What is needed → Would you print the records as they stand, down to the last character?

(Items from a data source)
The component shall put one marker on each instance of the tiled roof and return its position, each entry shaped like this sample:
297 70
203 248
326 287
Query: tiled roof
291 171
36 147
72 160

Solution to this problem →
The component shall put one marker on each instance of the tiled roof and return its position, each entry shaped like this sample:
297 70
203 248
326 287
Query: tiled roof
291 171
36 147
72 160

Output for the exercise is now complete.